> _REQUEST_
Copy out the final stretch of the listing: the line that contains "formatted like (903,771)" and all lines after it, exactly as they appear.

> _TASK MATERIAL_
<<<<

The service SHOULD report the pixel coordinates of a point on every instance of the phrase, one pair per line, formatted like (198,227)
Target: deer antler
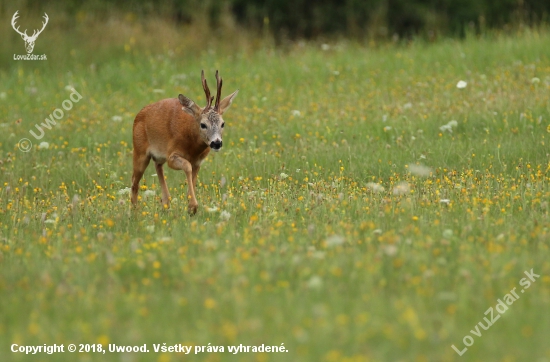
(43,26)
(13,20)
(206,92)
(219,92)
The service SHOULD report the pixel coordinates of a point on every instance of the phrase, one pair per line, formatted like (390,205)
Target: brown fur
(169,131)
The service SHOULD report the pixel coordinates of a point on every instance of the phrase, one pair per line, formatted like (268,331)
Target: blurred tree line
(294,19)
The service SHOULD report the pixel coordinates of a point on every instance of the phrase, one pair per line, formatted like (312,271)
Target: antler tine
(46,18)
(13,20)
(219,92)
(206,92)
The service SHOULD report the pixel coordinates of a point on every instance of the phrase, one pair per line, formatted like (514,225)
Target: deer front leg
(196,170)
(164,188)
(179,163)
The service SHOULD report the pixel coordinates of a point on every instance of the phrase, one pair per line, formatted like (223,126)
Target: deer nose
(216,145)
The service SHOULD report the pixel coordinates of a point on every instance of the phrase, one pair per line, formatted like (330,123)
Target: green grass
(311,256)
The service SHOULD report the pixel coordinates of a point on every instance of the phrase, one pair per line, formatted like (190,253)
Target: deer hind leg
(140,165)
(179,163)
(165,192)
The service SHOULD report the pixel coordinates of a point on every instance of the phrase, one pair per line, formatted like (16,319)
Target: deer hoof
(192,209)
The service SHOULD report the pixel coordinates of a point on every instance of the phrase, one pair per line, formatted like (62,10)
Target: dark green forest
(303,19)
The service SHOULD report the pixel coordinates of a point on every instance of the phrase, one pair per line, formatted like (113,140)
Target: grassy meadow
(363,207)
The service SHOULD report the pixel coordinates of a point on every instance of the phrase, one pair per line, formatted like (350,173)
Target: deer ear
(226,102)
(189,106)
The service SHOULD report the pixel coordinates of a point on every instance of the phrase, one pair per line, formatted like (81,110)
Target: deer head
(29,40)
(209,118)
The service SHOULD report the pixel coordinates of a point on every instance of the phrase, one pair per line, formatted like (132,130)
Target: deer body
(178,132)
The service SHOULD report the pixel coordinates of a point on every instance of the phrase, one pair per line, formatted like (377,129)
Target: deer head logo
(29,40)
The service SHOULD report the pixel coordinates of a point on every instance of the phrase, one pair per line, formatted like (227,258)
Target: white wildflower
(375,187)
(390,250)
(447,233)
(124,191)
(225,215)
(420,170)
(449,126)
(315,282)
(401,188)
(335,240)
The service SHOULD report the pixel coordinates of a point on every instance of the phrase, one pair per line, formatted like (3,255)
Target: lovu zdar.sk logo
(29,40)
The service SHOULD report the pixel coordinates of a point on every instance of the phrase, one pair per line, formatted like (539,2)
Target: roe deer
(178,131)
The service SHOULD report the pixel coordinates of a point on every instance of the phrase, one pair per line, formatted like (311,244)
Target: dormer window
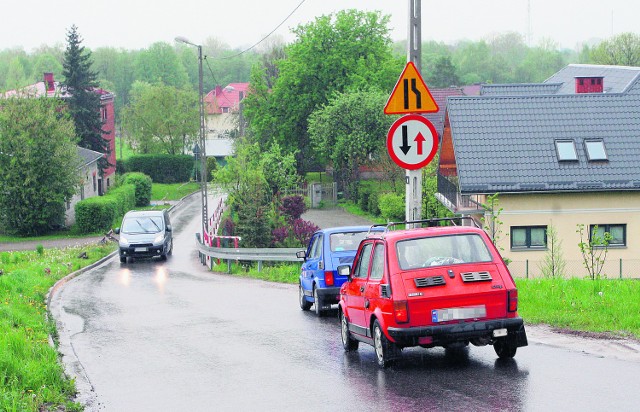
(566,150)
(595,150)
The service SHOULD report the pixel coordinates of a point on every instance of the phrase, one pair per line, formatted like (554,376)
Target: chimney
(48,82)
(589,84)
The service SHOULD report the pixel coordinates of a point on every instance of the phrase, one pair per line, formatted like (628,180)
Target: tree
(348,130)
(161,118)
(594,250)
(335,53)
(38,165)
(620,50)
(83,102)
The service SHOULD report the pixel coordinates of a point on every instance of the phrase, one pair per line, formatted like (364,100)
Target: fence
(612,269)
(208,254)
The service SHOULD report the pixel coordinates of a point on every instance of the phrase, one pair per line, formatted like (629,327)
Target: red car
(435,286)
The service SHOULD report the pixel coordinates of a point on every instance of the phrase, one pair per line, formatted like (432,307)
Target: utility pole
(413,191)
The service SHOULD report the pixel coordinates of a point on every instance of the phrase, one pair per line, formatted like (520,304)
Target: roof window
(566,150)
(595,149)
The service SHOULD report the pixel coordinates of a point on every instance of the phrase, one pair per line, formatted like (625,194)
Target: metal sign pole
(413,191)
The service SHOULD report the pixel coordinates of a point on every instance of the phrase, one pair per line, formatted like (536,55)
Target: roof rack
(455,221)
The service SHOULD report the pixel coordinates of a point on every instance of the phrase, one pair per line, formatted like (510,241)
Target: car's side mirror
(344,270)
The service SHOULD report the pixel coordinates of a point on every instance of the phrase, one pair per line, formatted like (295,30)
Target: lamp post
(202,151)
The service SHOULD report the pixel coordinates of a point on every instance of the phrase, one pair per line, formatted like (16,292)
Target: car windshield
(441,250)
(142,224)
(346,241)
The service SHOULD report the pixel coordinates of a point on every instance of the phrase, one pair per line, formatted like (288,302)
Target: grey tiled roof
(507,143)
(616,78)
(519,89)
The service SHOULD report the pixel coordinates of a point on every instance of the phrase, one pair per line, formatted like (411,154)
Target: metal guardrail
(251,254)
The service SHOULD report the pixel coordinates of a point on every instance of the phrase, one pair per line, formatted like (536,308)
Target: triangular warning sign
(411,94)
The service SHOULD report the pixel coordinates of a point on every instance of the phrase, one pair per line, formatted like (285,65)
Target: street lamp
(202,151)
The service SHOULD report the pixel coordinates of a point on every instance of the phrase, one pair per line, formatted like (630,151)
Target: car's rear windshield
(346,241)
(142,224)
(441,250)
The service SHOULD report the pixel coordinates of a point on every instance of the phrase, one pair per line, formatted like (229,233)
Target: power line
(267,36)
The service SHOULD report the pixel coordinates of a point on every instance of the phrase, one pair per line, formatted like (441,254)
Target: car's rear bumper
(329,295)
(457,332)
(141,251)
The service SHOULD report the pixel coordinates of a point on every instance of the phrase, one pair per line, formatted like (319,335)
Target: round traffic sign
(412,142)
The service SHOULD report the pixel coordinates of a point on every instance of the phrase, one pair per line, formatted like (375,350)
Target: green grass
(601,305)
(164,192)
(31,377)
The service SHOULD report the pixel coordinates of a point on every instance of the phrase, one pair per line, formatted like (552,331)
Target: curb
(73,369)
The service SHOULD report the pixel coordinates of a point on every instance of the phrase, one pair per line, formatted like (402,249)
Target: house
(222,109)
(559,154)
(89,178)
(51,88)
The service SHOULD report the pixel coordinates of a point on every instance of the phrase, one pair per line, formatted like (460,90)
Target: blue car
(328,248)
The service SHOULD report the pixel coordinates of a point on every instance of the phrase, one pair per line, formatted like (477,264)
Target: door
(356,289)
(372,295)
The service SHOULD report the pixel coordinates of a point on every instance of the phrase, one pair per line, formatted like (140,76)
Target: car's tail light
(512,300)
(328,278)
(401,311)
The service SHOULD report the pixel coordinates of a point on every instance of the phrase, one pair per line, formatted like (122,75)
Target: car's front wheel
(504,348)
(317,302)
(304,303)
(386,350)
(348,343)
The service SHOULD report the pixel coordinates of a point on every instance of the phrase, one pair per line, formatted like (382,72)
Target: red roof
(225,100)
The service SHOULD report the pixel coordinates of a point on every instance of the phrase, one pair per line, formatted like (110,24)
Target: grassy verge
(31,377)
(163,192)
(601,305)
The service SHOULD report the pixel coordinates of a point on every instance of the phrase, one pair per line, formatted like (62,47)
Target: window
(566,150)
(362,267)
(377,264)
(528,237)
(595,149)
(617,232)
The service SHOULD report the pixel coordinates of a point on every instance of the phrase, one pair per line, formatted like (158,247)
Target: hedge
(100,213)
(143,184)
(162,168)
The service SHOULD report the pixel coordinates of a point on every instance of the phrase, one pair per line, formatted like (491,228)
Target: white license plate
(469,312)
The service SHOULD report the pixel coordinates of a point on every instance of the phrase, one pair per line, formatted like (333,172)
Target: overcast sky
(136,24)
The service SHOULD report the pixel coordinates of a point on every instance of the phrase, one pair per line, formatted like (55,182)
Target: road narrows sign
(412,142)
(410,95)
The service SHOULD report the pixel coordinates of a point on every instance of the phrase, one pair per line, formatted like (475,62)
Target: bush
(162,168)
(392,206)
(98,214)
(142,184)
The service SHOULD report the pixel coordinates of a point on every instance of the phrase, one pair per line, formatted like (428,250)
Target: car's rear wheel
(317,302)
(505,349)
(348,343)
(304,303)
(385,349)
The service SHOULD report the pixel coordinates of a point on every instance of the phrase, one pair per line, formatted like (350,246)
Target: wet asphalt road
(171,336)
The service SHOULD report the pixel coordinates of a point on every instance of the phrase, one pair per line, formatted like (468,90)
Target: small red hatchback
(435,286)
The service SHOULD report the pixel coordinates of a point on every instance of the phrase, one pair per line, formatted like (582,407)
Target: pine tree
(83,100)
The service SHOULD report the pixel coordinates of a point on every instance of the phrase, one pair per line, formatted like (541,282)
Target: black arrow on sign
(405,141)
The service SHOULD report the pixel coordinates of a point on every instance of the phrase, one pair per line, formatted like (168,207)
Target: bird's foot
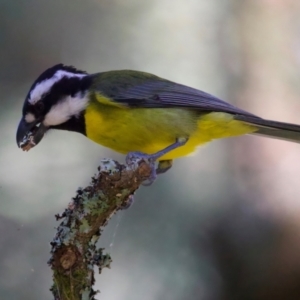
(133,158)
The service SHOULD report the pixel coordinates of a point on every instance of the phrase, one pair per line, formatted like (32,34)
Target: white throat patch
(44,87)
(66,108)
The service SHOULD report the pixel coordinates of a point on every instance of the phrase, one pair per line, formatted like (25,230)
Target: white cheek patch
(65,109)
(44,87)
(29,118)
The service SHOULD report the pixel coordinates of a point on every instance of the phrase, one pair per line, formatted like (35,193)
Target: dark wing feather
(143,90)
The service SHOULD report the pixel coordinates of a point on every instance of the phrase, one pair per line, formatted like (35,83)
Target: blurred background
(222,224)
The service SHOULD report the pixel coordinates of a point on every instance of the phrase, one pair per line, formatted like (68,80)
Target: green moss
(71,286)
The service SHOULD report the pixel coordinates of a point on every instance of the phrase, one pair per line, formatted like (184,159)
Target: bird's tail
(274,129)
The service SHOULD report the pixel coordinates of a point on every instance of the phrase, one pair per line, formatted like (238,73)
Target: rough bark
(74,253)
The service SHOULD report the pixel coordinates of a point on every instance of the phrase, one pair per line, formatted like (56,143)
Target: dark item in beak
(30,134)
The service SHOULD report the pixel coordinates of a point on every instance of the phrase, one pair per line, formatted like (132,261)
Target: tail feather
(273,129)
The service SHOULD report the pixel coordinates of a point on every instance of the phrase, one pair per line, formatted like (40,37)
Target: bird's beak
(30,134)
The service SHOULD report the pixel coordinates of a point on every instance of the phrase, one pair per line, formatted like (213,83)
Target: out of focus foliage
(222,224)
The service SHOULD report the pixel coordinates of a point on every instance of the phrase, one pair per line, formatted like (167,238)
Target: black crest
(49,73)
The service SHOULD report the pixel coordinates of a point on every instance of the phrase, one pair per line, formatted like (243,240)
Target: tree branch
(74,253)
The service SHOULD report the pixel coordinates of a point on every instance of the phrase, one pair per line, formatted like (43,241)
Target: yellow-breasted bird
(135,113)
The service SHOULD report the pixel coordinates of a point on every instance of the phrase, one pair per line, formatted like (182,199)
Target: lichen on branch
(74,253)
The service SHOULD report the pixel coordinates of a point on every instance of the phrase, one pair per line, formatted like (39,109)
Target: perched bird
(135,113)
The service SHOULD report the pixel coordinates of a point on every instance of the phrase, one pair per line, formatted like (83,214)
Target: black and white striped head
(56,99)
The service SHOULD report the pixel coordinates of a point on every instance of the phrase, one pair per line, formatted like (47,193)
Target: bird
(136,113)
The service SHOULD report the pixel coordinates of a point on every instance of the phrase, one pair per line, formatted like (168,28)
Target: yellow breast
(149,130)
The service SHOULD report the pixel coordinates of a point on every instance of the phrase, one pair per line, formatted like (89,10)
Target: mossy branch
(74,253)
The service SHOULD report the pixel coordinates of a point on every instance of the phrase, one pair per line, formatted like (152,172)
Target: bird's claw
(133,158)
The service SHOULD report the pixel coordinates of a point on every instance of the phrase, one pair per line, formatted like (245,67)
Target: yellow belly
(149,130)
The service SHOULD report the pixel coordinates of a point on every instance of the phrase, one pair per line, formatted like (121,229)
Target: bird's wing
(143,90)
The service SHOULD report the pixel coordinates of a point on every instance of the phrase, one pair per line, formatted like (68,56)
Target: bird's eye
(39,107)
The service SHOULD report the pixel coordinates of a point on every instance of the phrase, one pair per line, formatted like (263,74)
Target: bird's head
(56,99)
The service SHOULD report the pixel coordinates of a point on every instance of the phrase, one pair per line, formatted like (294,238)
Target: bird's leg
(164,166)
(151,158)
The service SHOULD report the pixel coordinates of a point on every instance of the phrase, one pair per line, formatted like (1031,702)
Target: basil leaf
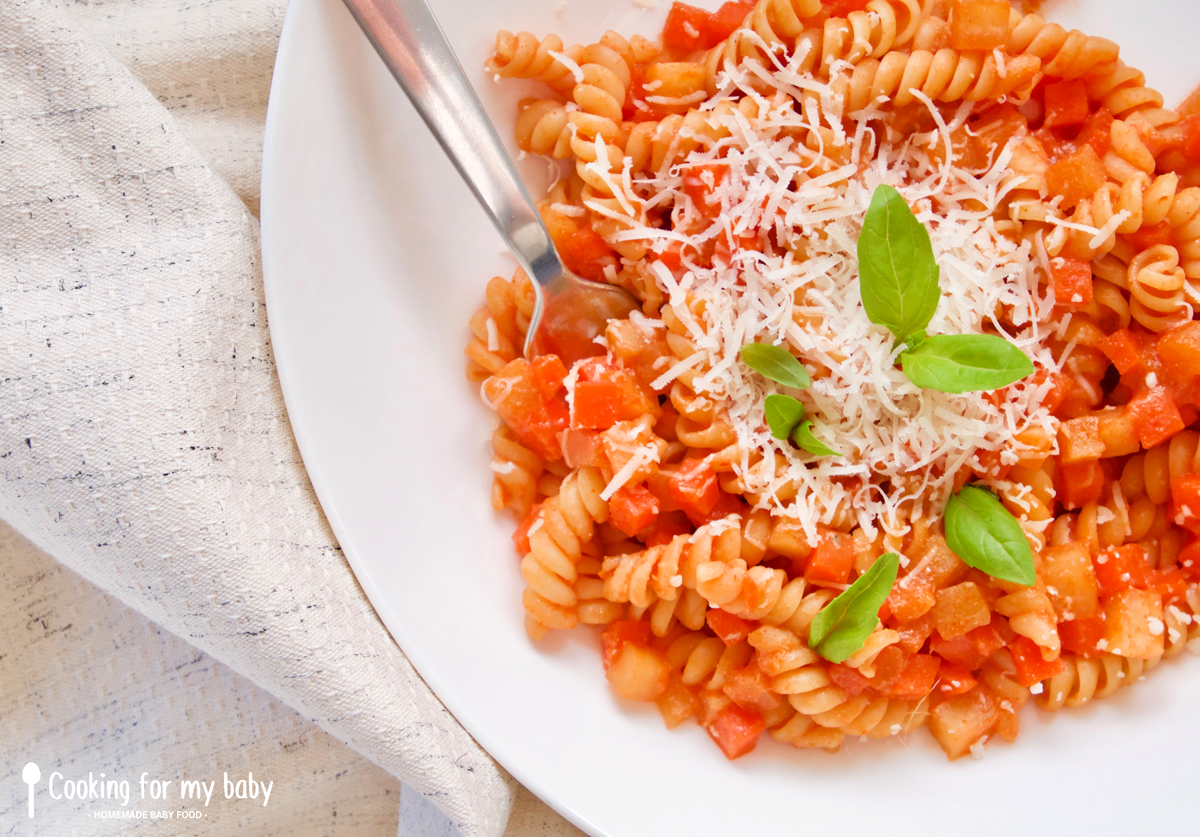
(777,363)
(898,275)
(844,625)
(807,440)
(985,536)
(965,362)
(784,413)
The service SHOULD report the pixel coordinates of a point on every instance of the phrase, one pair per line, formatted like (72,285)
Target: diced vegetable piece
(1170,583)
(550,372)
(917,679)
(1071,580)
(1079,440)
(732,630)
(1081,636)
(961,651)
(832,560)
(1133,625)
(750,688)
(1066,104)
(1080,483)
(959,722)
(677,703)
(586,253)
(1097,132)
(1186,497)
(1031,668)
(1077,176)
(639,673)
(1122,349)
(849,679)
(1192,138)
(1152,236)
(960,609)
(954,680)
(1156,416)
(695,487)
(617,634)
(519,399)
(1072,282)
(1121,567)
(736,730)
(979,24)
(1180,350)
(1117,433)
(631,509)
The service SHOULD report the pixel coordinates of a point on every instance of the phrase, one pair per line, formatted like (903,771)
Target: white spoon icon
(31,775)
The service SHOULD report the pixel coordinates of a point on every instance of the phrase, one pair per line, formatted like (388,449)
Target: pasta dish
(904,432)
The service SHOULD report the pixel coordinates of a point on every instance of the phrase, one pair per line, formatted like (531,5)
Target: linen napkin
(144,443)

>>>>

> _OUTPUT OF THE EXERCISE_
The service SHOULD report the pixel coordinates of a point on every instance of the phrase, one pair per line, formatted like (903,771)
Target: white spoon icon
(31,775)
The service SHOULD report the pixel coordinates of a point on every instance of the phrase, one pair per line, formatted like (388,449)
Target: pasta dish
(904,432)
The service SHOULD report the pixel coordinates of a point on every instance of the phrase, one pair per line, formatted like (531,5)
Target: linen napkin
(144,443)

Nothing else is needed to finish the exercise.